[Start DATA IN THIS EXERCISE]

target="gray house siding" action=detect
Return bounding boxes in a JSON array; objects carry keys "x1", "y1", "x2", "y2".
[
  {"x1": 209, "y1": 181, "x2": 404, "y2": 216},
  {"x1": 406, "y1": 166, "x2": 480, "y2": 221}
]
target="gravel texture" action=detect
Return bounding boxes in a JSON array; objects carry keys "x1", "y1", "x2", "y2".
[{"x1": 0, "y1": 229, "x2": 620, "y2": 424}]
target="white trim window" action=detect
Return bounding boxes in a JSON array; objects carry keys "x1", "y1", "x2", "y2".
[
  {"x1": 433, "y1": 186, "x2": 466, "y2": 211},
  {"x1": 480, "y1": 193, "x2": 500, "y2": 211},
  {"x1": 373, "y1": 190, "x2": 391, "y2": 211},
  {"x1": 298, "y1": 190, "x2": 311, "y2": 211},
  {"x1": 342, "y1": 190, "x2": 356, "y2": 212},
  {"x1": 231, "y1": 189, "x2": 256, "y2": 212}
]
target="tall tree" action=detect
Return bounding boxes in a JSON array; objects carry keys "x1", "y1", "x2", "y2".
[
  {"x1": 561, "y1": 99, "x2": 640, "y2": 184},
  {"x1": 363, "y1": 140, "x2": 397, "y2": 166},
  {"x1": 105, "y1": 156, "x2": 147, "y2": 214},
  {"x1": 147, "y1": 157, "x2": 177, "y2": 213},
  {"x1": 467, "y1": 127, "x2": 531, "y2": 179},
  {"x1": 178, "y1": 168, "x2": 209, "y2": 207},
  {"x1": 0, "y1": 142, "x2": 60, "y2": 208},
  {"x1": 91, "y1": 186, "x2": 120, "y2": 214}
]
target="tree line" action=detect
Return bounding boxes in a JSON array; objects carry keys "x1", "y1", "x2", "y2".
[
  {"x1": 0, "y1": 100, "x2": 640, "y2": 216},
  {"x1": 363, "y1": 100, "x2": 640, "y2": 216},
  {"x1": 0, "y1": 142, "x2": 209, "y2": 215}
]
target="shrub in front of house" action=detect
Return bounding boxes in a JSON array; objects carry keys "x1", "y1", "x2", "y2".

[End DATA IN THIS EXERCISE]

# GIVEN EXERCISE
Print the material above again, character for character, from its first line through its last.

# RESULT
target="gray house siding" action=detect
Return bounding boxes in a JSON array; objects carry keys "x1", "y1", "x2", "y2".
[
  {"x1": 209, "y1": 181, "x2": 404, "y2": 216},
  {"x1": 406, "y1": 166, "x2": 480, "y2": 221}
]
target="gravel texture" action=detect
Return bounding boxes in a JSON array; objects carry keys "x1", "y1", "x2", "y2".
[{"x1": 0, "y1": 229, "x2": 620, "y2": 424}]
target="white trim window" action=detect
Return bounding boxes in a JSON array; objects carry keys "x1", "y1", "x2", "y2".
[
  {"x1": 433, "y1": 186, "x2": 466, "y2": 211},
  {"x1": 480, "y1": 193, "x2": 500, "y2": 211},
  {"x1": 373, "y1": 190, "x2": 391, "y2": 211},
  {"x1": 298, "y1": 190, "x2": 311, "y2": 211},
  {"x1": 342, "y1": 190, "x2": 356, "y2": 212},
  {"x1": 231, "y1": 189, "x2": 256, "y2": 212}
]
target="tall tree" action=detect
Return bounding boxes in a JSON array; objects carry keys "x1", "y1", "x2", "y2".
[
  {"x1": 561, "y1": 99, "x2": 640, "y2": 184},
  {"x1": 363, "y1": 140, "x2": 397, "y2": 166},
  {"x1": 105, "y1": 156, "x2": 147, "y2": 214},
  {"x1": 147, "y1": 157, "x2": 177, "y2": 213},
  {"x1": 467, "y1": 127, "x2": 531, "y2": 179},
  {"x1": 178, "y1": 168, "x2": 209, "y2": 207},
  {"x1": 0, "y1": 142, "x2": 60, "y2": 208},
  {"x1": 91, "y1": 186, "x2": 120, "y2": 214}
]
target="tree line" action=detect
Return bounding boxes in a JSON array; objects carry keys "x1", "y1", "x2", "y2".
[
  {"x1": 0, "y1": 100, "x2": 640, "y2": 216},
  {"x1": 363, "y1": 100, "x2": 640, "y2": 216},
  {"x1": 0, "y1": 142, "x2": 209, "y2": 215}
]
target="shrub in front of house" action=detect
Return bounding boxes in a JSON array; objects carry keys "x1", "y1", "x2", "y2".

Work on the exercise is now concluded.